### Work order:
The lines you need are those holding the word "woman"; pull them from the material.

### Records for this exercise:
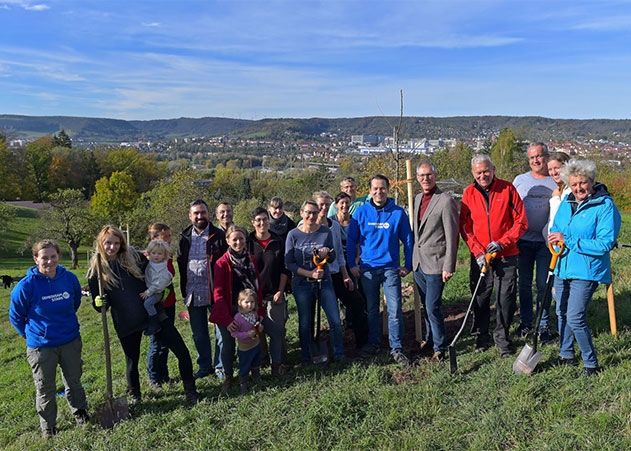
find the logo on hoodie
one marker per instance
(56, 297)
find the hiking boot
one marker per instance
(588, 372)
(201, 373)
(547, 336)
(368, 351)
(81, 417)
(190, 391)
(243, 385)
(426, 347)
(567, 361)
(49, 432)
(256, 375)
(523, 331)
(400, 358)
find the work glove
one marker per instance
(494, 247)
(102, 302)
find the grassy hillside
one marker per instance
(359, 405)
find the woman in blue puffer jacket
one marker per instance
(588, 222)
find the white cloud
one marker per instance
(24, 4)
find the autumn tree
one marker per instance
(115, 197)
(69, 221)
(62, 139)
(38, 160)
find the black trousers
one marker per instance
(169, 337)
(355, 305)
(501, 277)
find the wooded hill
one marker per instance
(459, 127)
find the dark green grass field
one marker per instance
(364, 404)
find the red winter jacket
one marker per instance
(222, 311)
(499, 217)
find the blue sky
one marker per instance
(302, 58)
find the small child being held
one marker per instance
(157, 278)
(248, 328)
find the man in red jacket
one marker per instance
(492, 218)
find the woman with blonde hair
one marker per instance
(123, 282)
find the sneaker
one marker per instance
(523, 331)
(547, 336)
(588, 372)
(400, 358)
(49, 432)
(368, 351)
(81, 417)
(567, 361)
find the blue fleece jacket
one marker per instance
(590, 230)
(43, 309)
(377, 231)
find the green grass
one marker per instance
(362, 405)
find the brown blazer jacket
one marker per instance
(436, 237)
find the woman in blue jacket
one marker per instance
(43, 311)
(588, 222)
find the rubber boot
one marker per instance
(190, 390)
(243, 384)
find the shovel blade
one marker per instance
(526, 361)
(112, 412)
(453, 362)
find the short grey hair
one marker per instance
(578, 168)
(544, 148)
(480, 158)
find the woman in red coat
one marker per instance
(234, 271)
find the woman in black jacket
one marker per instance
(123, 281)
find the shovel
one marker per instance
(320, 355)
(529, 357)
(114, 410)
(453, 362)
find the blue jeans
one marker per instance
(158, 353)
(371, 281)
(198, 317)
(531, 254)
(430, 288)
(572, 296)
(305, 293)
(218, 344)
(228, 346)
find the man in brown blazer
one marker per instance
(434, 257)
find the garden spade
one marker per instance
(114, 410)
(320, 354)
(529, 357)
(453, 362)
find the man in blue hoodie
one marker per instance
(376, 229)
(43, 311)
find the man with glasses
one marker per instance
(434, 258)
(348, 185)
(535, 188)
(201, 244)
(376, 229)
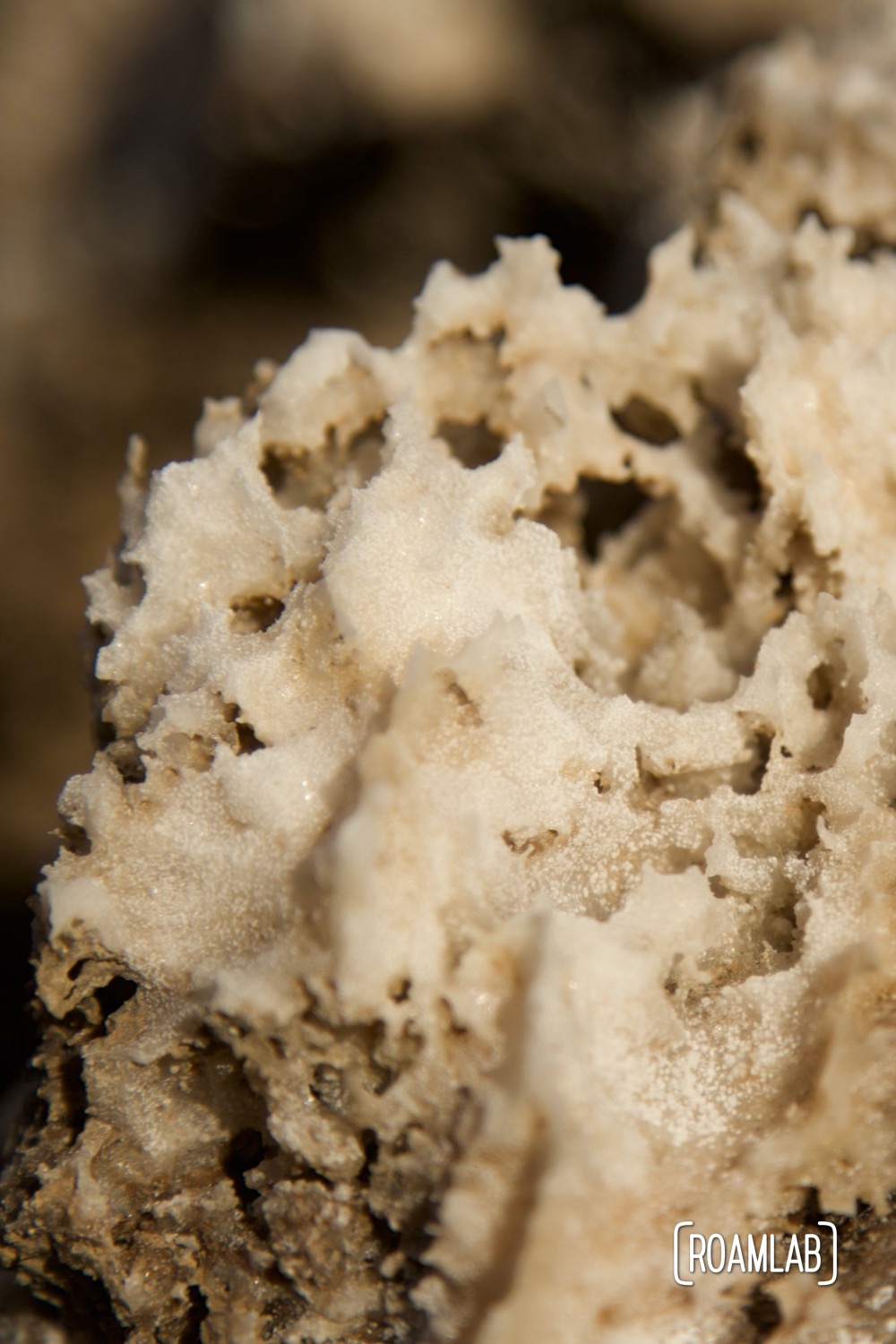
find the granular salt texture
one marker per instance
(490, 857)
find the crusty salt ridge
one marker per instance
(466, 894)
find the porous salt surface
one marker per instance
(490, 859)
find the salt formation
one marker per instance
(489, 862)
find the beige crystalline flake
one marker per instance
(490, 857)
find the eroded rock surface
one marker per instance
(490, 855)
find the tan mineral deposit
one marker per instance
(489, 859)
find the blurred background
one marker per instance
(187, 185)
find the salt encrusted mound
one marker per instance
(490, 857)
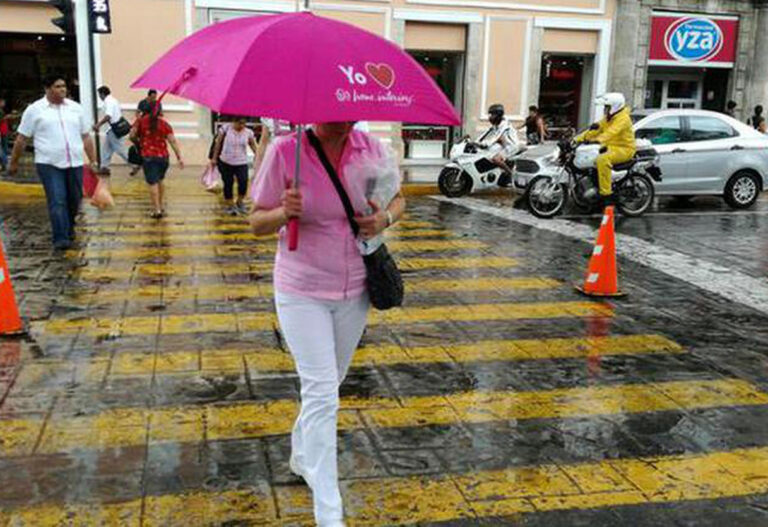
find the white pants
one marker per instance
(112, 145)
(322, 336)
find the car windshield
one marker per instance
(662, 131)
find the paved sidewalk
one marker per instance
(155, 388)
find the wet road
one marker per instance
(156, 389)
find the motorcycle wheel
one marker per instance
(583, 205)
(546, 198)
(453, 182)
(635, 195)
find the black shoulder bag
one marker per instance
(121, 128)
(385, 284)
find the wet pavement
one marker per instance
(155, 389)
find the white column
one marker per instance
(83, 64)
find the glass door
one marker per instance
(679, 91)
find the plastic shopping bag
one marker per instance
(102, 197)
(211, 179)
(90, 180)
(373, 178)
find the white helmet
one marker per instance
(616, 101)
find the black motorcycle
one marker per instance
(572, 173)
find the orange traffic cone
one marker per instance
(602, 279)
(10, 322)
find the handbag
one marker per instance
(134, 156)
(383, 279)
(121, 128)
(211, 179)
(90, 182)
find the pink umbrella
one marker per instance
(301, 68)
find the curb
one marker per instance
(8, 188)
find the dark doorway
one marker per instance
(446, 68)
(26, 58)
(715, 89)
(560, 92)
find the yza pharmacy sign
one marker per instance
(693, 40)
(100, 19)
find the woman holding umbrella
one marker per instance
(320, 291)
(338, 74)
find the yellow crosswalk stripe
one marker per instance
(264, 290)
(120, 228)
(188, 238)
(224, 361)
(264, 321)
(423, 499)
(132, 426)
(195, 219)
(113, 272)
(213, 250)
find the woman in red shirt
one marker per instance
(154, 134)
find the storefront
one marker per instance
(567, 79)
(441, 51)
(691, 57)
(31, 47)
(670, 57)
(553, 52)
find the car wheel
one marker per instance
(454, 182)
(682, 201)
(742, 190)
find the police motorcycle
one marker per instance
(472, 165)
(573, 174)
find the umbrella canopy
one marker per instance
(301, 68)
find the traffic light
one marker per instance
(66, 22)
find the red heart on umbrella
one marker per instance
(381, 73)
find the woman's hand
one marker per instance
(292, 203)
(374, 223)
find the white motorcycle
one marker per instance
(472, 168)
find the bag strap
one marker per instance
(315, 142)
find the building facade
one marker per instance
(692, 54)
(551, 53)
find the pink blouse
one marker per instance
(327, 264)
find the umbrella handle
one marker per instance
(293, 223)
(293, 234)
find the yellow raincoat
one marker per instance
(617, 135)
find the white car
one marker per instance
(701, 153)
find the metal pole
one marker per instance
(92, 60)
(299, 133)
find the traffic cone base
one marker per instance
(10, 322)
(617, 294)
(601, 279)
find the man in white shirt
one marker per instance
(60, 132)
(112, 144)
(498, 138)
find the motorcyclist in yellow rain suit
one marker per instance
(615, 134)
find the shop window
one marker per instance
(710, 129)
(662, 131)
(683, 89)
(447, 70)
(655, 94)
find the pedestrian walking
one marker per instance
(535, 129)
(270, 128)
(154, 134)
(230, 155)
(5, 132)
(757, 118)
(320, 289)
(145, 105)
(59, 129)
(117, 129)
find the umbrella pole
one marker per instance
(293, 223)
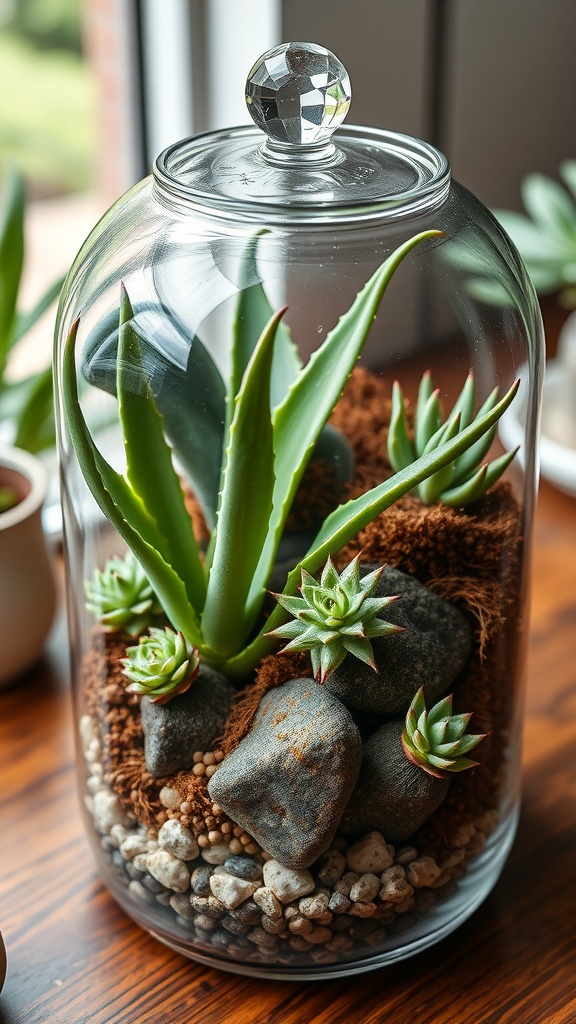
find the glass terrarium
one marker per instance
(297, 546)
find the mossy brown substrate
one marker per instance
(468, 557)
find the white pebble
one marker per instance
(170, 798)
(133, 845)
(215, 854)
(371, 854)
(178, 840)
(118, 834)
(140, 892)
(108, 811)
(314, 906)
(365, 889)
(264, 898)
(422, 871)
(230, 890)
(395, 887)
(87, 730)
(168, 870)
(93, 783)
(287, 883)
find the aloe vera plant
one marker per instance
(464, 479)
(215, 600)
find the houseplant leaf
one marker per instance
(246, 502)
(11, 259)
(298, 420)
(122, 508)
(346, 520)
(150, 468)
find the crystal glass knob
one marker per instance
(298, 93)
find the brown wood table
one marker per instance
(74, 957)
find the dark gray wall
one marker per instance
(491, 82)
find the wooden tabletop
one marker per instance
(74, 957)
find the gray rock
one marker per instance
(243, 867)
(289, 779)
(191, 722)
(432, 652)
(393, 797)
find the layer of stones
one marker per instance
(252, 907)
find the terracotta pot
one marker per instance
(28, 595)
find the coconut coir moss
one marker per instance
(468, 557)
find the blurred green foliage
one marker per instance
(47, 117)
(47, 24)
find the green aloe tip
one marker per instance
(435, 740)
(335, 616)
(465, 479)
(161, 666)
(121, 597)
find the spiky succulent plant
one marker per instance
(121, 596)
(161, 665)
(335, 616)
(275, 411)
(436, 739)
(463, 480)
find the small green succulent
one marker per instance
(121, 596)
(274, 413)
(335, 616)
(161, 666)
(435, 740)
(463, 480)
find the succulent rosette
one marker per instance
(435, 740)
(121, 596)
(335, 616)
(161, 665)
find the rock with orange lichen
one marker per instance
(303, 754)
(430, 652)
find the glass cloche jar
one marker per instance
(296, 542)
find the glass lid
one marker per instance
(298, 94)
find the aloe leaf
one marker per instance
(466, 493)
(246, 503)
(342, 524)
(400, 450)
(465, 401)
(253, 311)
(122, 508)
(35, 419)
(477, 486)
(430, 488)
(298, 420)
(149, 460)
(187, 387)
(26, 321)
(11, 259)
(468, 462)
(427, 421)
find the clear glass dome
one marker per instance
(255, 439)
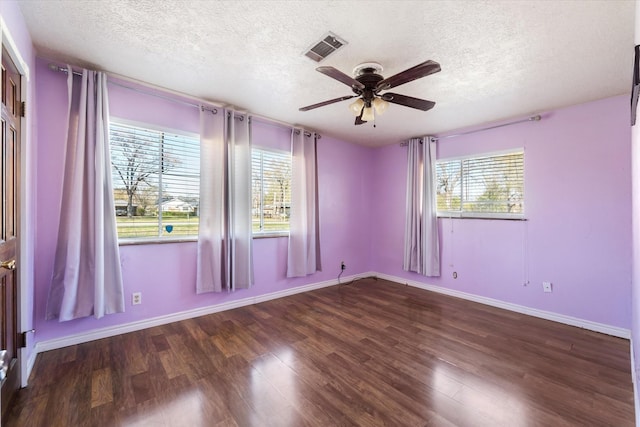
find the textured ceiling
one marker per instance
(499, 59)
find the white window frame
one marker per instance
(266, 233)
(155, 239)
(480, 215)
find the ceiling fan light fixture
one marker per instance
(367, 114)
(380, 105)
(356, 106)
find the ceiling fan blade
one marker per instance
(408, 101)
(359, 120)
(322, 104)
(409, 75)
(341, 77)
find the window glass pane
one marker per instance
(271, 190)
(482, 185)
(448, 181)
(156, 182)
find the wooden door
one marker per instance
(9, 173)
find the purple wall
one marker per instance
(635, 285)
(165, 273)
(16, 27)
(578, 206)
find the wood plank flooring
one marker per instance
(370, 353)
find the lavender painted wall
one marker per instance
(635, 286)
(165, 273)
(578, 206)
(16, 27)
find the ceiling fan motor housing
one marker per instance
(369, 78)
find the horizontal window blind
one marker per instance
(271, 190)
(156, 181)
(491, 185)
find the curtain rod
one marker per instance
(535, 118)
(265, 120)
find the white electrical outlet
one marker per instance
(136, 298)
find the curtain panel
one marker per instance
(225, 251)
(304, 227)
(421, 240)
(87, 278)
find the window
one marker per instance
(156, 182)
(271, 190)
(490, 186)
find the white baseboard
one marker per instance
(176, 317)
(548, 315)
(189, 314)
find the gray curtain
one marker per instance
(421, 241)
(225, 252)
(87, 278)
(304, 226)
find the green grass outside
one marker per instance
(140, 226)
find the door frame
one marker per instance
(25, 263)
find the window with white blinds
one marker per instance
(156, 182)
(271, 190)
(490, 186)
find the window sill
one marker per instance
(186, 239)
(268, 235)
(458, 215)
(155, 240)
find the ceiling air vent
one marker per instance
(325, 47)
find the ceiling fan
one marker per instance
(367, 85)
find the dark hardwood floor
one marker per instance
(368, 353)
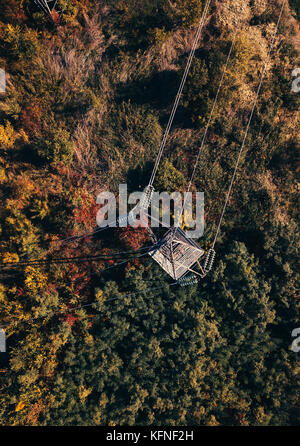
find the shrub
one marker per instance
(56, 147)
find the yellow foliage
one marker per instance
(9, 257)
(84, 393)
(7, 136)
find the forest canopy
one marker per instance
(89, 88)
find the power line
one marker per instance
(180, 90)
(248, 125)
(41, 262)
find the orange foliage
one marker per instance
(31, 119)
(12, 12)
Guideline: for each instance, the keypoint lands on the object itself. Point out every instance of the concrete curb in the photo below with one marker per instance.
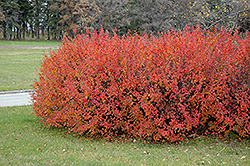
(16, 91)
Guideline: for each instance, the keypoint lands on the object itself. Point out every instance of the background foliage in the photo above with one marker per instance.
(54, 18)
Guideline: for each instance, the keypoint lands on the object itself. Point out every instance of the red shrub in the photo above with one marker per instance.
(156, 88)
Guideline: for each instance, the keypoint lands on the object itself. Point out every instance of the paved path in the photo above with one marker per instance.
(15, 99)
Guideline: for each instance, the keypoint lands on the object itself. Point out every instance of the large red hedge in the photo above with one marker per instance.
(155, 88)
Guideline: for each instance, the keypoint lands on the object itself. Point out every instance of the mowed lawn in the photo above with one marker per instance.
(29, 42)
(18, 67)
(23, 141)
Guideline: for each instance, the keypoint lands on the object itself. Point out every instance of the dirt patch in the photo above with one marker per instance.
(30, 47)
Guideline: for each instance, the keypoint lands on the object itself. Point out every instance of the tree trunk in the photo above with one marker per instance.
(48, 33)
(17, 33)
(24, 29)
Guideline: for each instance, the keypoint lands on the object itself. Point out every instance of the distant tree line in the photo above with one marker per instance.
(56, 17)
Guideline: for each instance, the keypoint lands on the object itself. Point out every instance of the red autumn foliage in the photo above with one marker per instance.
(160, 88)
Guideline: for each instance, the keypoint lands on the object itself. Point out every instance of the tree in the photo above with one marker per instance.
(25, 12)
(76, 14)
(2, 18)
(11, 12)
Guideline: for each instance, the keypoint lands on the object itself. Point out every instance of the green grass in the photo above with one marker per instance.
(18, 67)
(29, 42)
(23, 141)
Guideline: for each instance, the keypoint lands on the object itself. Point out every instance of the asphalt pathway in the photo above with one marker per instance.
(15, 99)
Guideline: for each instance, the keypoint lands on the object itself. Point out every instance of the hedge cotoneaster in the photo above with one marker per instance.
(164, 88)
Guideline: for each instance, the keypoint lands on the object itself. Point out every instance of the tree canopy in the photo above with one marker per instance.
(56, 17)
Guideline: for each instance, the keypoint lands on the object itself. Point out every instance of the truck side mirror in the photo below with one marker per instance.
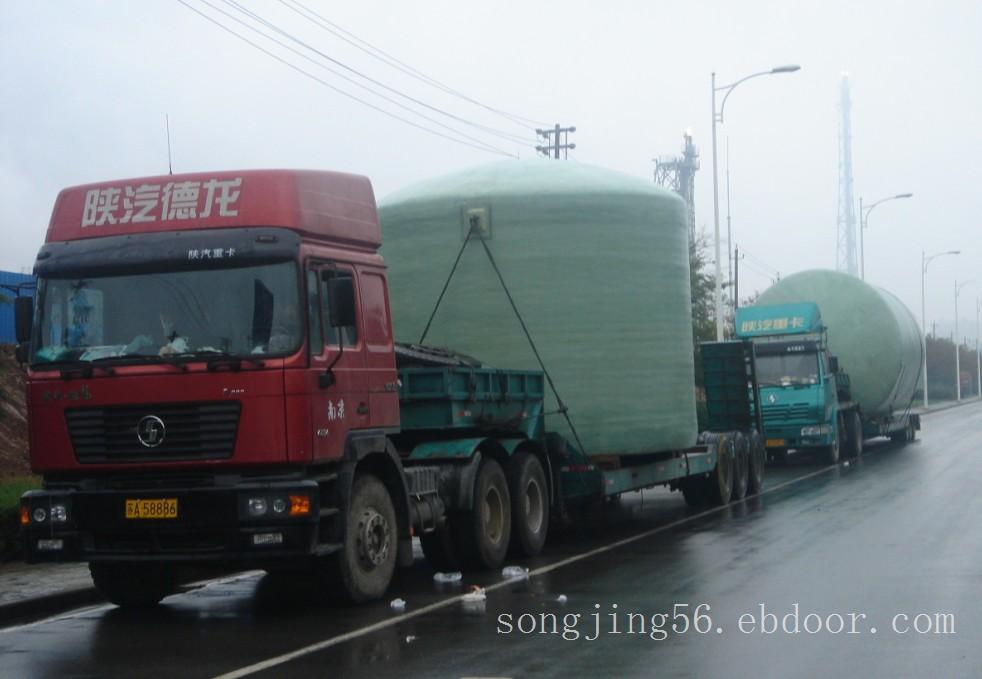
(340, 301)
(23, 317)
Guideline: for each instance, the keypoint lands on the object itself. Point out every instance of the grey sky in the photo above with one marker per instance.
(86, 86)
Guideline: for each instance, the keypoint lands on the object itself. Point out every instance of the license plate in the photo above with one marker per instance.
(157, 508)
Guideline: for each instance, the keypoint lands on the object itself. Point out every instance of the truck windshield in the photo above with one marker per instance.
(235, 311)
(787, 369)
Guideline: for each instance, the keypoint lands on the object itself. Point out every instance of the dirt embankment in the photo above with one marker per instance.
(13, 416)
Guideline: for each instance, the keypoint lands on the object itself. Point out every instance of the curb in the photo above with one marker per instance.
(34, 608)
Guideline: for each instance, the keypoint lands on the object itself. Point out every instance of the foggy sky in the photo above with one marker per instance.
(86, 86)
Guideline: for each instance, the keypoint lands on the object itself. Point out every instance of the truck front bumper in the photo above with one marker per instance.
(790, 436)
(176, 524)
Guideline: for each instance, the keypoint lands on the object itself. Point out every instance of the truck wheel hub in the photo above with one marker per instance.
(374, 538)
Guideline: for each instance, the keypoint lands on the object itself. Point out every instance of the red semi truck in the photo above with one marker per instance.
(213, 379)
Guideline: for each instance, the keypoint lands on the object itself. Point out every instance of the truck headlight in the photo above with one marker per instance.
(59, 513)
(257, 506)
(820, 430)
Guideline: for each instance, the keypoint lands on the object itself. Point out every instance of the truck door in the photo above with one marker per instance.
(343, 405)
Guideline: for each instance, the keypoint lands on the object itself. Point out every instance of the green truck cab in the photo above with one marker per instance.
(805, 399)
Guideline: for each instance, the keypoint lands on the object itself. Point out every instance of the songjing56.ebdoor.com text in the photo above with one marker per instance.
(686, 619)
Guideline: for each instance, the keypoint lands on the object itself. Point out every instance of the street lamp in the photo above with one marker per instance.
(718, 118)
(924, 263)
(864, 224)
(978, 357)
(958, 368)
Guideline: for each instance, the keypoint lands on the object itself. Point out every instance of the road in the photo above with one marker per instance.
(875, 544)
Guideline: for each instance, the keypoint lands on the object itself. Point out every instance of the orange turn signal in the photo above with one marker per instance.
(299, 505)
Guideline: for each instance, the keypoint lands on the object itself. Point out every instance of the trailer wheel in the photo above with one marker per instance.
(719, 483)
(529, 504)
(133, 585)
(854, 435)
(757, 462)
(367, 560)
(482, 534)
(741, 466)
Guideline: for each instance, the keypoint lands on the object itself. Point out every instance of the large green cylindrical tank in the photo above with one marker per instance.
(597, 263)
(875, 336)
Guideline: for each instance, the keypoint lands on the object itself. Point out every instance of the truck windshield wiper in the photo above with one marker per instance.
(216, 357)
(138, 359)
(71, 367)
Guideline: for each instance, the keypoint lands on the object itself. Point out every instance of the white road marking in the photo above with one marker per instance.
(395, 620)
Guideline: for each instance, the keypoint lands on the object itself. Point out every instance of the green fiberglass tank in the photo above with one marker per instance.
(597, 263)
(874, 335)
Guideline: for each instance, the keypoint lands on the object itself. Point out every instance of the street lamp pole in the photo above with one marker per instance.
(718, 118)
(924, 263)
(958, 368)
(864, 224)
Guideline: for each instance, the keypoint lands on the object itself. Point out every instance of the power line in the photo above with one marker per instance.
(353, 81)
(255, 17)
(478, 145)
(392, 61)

### Answer section:
find the woman in blue puffer jacket
find the woman with blonde hair
find the woman in blue jacket
find the woman in red coat
find the woman in black jacket
find the woman holding umbrella
find the woman in red shirt
find the woman's hand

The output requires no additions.